- Your task
Lay out the rows below as a Markdown table with the columns No. and Line, numbering each row and skipping blank lines. Leave the pictures out of the table.

*** Extracted information ***

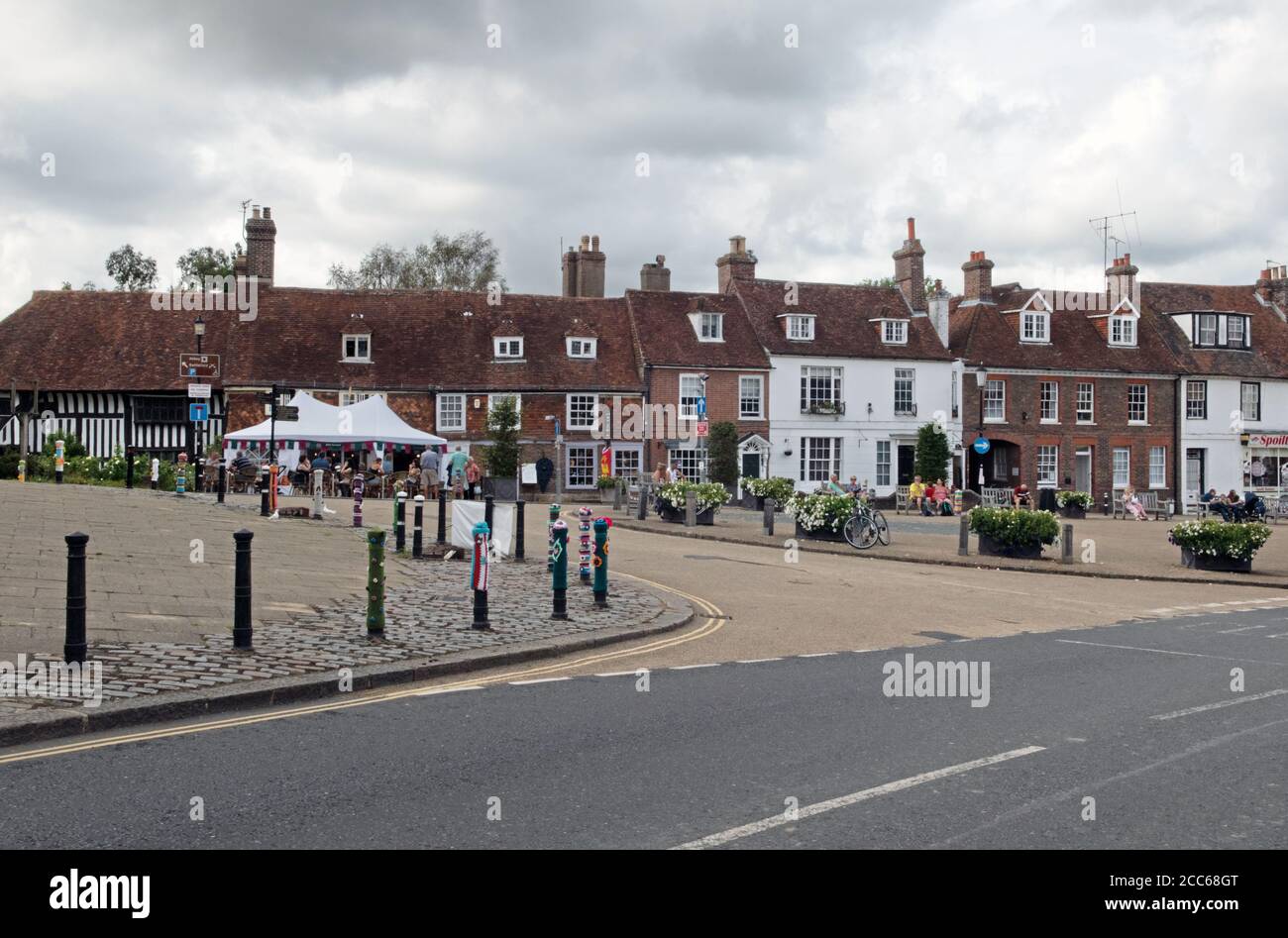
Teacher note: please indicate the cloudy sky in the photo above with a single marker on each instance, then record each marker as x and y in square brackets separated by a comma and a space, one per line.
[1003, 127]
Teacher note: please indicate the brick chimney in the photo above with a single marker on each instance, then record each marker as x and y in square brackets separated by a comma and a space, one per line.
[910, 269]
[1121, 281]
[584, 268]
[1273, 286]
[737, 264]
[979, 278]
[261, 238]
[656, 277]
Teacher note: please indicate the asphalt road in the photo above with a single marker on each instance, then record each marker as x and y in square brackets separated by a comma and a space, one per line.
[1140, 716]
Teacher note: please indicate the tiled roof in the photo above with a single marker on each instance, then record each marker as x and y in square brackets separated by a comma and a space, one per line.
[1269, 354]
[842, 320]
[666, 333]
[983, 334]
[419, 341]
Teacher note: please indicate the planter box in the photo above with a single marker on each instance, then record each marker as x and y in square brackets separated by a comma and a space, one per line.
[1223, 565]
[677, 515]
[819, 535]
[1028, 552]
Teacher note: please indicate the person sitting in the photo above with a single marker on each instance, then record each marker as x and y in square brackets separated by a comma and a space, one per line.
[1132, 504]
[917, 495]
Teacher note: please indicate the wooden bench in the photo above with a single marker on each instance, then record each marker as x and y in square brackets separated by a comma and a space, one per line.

***

- Output for this exercise
| No. | Line |
|---|---|
| 1 | Teacher note: please indicate the cloudy sky in the photo above with a single marker on each instance, then record each marker as x and y in square brackets separated by a comma and a space, one per line. |
| 2 | [1003, 127] |
| 3 | Teacher note: please indicate the brick chimney in the photo above with a single marker on each instance, then record each marker as x and y in square brackets separated by a comma and a space, one per line. |
| 4 | [910, 269] |
| 5 | [1121, 281] |
| 6 | [584, 268] |
| 7 | [1273, 286] |
| 8 | [737, 264] |
| 9 | [979, 278] |
| 10 | [261, 238] |
| 11 | [656, 277] |
| 12 | Teacher note: please indicate the asphalt road in the photo above with a single marker on each instance, then record each marker as x and y in square brackets separated by a comma and a space, one per line. |
| 13 | [1140, 716] |
| 14 | Teacher note: please indicate the tiled roof in the photo above with a single marker on each instance, then record each marker as x and y in square brackets separated by a comma and a space, one per line. |
| 15 | [1269, 354] |
| 16 | [842, 320] |
| 17 | [666, 333] |
| 18 | [983, 334] |
| 19 | [419, 341] |
| 20 | Teacher note: please indicate the planter box in the photo above with a single marker on each instance, then record each marker as x and y in square brackets separated by a comma and a space, one per line. |
| 21 | [1223, 565] |
| 22 | [677, 515] |
| 23 | [819, 535] |
| 24 | [1028, 552] |
| 25 | Teacher note: please indicate the person sitting in the photo above with a single marker on each instance, then record each marker as x and y in square brackets separated by a comma and a space, one per line. |
| 26 | [1132, 504] |
| 27 | [917, 495] |
| 28 | Teacher note: please indicate the wooden bench in the photo above with a single marker on each instance, then record each marker as x and y in square brackets separated by a comma and a space, one per line. |